→ **Extracted text**

>>>

The fight that our class is made for. The only crazy mechanic here is the Shards of Torment. These crystals will spawn and must be soaked by dps players in a rotation. Our team uses 4 players. It’s a good idea to chose classes that have either a self-healing or some kind of damage mitigation. I soak the 1st shard to 12 stacks using Feint halfway through while continuing to maximize dps, Shadowpriest takes the next 12. Our shard despawns and another shard spawns. Our Hunter takes 12, and the our Warlock takes the final 12. Rinse, repeat until that boss dies and be glad your aren’t a tank or healer. 🙂

There endeth my FL knowledge. I’m heading on family vacation for a week, but I hope to see some Alysrazor soon. Be sure to watch actual raid guides to get some better insight into these fights. Good luck and HAPPY Raiding!

Rage of the Firelands Week 2 – To be on time is to be late…

One thing about 10 man raiding, you really have to depend on your team to show. Especially tanks and healers. In 25 man raiding, you generally have a larger bench which equals more options if RL interferes.

Last night we found ourselves waiting on a OT who had signed up on the calendar for last night’s planned Firelands run. After grabbing a DK Tank friend of one of our new members, we plowed ahead through the 45 mins of trash and a repeat Shannox kill. Sadly, this only left us enough time for 3 attempts on Beth’tilac and no new kill in week 2.

Raiding etiquette 101 – Sign up, show up, or please communicate. Nine other people are sacrificing their time to be their. Show them some courtesy.

Hopefully, Tuesday’s run will start on time and we’ll get some work done in the new Tier12 content. 🙂

Happy Raiding!

<<<

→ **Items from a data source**
>>>

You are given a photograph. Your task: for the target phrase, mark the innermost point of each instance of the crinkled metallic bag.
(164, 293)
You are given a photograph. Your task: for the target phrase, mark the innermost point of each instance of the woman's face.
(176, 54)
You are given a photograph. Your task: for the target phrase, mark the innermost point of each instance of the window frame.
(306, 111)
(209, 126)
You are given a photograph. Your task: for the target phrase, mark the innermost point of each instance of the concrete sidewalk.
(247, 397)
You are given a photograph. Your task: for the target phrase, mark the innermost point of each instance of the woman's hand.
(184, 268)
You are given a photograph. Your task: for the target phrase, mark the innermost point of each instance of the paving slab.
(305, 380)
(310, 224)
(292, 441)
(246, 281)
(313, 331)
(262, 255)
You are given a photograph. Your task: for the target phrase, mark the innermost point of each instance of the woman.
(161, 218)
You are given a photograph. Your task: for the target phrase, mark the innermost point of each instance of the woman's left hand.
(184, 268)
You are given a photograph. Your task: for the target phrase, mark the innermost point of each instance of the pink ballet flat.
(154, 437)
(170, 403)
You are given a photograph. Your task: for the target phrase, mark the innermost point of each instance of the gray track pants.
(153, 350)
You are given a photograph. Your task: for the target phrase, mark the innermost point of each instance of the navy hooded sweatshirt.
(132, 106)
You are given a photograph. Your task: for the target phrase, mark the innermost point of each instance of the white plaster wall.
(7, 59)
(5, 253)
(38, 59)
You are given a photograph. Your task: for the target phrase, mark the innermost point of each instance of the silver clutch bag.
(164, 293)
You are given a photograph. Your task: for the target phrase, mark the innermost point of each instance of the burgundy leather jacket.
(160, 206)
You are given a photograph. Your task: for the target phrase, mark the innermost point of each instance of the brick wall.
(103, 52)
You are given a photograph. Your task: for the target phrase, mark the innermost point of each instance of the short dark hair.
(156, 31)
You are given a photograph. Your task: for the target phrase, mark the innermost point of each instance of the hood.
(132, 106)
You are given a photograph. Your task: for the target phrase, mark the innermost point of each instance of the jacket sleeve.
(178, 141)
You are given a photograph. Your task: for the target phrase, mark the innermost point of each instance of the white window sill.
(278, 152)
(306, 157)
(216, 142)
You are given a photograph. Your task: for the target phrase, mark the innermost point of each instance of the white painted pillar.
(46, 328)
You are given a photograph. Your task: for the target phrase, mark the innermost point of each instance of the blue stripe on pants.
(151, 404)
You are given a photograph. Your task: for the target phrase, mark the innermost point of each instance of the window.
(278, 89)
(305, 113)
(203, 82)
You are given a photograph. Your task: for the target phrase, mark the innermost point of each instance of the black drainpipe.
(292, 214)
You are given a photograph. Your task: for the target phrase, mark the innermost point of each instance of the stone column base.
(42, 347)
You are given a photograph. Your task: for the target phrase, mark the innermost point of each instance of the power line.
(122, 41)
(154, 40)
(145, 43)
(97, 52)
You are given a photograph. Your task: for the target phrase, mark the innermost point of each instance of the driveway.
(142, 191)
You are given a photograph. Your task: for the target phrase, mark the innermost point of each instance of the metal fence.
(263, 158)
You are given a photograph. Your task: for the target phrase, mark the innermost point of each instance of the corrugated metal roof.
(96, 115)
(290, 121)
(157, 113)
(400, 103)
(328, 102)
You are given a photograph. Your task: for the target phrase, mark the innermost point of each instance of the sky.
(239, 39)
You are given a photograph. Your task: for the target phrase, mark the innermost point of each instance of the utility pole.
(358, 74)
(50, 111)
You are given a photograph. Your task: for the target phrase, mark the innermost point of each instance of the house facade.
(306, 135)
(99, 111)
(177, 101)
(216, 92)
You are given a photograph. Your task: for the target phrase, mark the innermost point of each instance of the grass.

<<<

→ **Stated task 1**
Answer these questions using the Firelands raid post.
(a) How many stacks does each player soak from a shard before the next one takes over?
(b) How many minutes of trash did the group plow through last night?
(c) How many attempts on Beth'tilac did the group have time for?
→ **Stated task 2**
Return the part of the Firelands raid post starting with "Rage of the" and going on through "them some courtesy.".
→ **Stated task 3**
Take the Firelands raid post further, picking up after its final line.

→ **Task result 1**
(a) 12
(b) 45
(c) 3

→ **Task result 2**
Rage of the Firelands Week 2 – To be on time is to be late…

One thing about 10 man raiding, you really have to depend on your team to show. Especially tanks and healers. In 25 man raiding, you generally have a larger bench which equals more options if RL interferes.

Last night we found ourselves waiting on a OT who had signed up on the calendar for last night’s planned Firelands run. After grabbing a DK Tank friend of one of our new members, we plowed ahead through the 45 mins of trash and a repeat Shannox kill. Sadly, this only left us enough time for 3 attempts on Beth’tilac and no new kill in week 2.

Raiding etiquette 101 – Sign up, show up, or please communicate. Nine other people are sacrificing their time to be their. Show them some courtesy.

→ **Task result 3**
Rage of the Firelands Week 1: Trash and Shannox

My first adventure in the new tier of raiding was the Saturday after release. After a two month raid break at the end of Tier 11, the six of us still interested in raiding from our original team were starting to feel the raiding bug again.

The trash in Firelands is actually pretty fun. Thank goodness because there is a lot of it. On our first night with a couple PUGs from trade (we actually recruited an old raidmate that night searching for a home), we saw the strength trinket, caster staff, and a crossbow. Loot is great, but it was fun to be running with the guys again.

On Sunday, we ventured in on our first main raid. We brought along a Pally to replace our friend who gained a new work schedule during our break. After a good trash clear and 4 attempts, we managed to down Shannox. (Yay new dagger!) Beth’tilac didn’t drop in our first two attempts, but we were at the end of our allotted 3 hours.

Not too shabby a return for a half new team. I’m looking forward to week two starting tonight!

 

Happy Raiding!

Raiding Nostalgia: M’uru and the Doors

Bit of raiding nostalgia here. I remember one of our “challenges” in downing M’uru in Sunwell prior to the nerf was not losing melee to threat pulls on the adds. Two melee camps were used in our strat. One at the Near Side Door (the one used to enter the boss’ room) and another at the Far Side Door (entrance to the path to Kil’Jaeden).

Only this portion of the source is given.